→ Stored records
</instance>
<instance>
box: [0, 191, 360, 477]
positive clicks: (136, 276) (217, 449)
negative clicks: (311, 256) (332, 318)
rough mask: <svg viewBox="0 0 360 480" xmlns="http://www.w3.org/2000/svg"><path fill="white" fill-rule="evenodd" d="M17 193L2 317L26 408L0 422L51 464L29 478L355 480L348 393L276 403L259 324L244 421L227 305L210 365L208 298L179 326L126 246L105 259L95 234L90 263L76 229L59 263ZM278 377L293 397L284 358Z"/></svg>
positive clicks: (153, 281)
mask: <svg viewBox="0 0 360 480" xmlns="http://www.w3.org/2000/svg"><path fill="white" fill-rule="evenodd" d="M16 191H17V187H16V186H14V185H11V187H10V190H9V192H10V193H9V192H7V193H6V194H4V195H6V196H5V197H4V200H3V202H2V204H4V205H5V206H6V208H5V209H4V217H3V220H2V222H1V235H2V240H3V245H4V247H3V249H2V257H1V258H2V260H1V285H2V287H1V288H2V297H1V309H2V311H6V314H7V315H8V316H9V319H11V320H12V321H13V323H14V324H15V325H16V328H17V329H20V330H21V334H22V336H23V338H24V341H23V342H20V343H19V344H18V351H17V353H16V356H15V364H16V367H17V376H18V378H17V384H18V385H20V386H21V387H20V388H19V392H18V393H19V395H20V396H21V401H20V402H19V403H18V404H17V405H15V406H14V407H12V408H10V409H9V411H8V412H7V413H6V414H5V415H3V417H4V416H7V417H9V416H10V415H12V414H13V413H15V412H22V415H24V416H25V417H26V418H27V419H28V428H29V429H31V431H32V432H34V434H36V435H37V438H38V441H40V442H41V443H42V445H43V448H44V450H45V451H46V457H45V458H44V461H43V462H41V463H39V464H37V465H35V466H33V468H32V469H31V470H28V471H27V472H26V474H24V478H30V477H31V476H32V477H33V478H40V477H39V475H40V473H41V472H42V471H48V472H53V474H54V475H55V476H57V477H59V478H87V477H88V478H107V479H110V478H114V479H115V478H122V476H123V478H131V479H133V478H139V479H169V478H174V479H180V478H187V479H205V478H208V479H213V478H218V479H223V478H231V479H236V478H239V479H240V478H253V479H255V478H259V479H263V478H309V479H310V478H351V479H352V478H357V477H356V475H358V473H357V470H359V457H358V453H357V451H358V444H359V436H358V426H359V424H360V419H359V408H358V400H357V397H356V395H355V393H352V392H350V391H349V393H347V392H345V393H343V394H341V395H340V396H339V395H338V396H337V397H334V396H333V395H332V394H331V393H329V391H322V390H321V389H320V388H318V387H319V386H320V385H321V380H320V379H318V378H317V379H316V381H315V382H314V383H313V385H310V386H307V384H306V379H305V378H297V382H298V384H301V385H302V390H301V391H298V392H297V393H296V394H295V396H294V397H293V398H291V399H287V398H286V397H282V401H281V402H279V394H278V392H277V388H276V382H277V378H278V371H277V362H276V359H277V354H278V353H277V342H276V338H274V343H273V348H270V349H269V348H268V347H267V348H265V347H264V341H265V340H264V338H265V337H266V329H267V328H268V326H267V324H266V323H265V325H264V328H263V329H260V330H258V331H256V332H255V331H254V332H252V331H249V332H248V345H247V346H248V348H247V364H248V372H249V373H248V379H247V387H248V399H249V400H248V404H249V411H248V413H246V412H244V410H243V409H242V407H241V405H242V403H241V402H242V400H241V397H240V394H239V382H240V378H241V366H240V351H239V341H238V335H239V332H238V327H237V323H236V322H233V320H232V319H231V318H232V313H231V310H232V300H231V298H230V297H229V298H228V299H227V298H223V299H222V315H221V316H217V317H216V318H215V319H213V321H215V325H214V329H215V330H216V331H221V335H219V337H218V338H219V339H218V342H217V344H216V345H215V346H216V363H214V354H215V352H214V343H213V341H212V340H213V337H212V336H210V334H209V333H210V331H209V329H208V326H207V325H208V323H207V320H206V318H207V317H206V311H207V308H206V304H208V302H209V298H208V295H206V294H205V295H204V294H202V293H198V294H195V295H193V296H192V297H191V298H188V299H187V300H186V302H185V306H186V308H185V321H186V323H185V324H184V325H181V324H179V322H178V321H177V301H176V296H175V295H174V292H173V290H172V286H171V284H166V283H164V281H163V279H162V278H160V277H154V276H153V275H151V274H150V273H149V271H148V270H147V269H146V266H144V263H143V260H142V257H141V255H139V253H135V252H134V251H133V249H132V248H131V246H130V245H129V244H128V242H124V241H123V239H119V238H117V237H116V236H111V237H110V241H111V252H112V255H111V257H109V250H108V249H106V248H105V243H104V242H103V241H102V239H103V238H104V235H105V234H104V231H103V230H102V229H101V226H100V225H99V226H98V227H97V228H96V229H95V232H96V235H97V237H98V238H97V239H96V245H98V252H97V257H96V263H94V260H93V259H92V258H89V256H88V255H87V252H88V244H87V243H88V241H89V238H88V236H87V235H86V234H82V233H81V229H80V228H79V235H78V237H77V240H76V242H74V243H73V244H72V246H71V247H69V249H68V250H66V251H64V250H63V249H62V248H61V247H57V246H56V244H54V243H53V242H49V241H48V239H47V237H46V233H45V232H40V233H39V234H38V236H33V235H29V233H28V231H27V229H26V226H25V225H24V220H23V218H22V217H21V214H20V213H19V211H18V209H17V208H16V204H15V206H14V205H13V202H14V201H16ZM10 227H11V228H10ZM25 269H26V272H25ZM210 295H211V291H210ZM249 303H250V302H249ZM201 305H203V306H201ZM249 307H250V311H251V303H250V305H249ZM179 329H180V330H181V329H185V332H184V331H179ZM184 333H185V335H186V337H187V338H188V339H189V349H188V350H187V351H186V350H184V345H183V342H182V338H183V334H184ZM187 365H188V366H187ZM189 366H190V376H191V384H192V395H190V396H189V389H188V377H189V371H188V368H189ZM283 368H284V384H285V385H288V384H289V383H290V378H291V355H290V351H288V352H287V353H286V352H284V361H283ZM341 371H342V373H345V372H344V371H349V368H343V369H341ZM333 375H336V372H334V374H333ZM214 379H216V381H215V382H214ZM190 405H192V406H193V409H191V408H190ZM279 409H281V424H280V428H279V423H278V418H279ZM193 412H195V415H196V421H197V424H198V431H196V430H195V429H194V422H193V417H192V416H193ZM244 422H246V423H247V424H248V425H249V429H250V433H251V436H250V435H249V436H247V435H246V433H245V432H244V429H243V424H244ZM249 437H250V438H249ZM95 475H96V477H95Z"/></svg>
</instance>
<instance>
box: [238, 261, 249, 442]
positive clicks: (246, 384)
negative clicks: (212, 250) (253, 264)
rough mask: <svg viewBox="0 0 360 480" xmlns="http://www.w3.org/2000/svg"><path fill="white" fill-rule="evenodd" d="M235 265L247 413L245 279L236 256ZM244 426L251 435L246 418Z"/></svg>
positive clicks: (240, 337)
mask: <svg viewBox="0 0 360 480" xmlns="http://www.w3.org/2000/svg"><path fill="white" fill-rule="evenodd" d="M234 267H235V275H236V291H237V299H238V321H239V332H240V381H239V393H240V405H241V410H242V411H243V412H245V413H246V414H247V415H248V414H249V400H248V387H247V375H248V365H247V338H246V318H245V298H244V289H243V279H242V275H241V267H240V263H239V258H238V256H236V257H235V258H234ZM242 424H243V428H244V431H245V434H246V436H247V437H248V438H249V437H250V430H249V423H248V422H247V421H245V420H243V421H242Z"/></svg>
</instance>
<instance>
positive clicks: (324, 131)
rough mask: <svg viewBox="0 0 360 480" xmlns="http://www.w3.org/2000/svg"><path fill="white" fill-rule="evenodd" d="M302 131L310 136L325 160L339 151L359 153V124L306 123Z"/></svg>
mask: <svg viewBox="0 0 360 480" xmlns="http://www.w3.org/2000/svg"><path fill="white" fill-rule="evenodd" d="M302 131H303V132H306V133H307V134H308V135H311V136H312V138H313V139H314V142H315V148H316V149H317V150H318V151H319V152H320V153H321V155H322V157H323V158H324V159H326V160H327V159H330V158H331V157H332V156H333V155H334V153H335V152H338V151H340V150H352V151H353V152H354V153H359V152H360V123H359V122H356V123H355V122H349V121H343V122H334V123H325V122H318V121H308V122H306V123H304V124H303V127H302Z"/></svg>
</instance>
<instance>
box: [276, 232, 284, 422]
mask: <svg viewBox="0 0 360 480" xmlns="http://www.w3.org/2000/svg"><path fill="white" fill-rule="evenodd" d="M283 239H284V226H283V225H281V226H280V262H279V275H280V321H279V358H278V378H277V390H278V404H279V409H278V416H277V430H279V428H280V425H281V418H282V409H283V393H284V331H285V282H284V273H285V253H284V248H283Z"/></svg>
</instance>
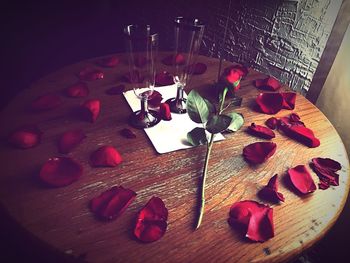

→ THE PROBLEM
From the entries above, extract only the lines running from the one containing "positive clicks: (136, 276) (217, 449)" through the one containing "negative clicks: (311, 256) (332, 318)", inclusive.

→ RESPONSE FOR THIS EXERCISE
positive clicks: (136, 276) (217, 449)
negative clicks: (311, 256) (332, 318)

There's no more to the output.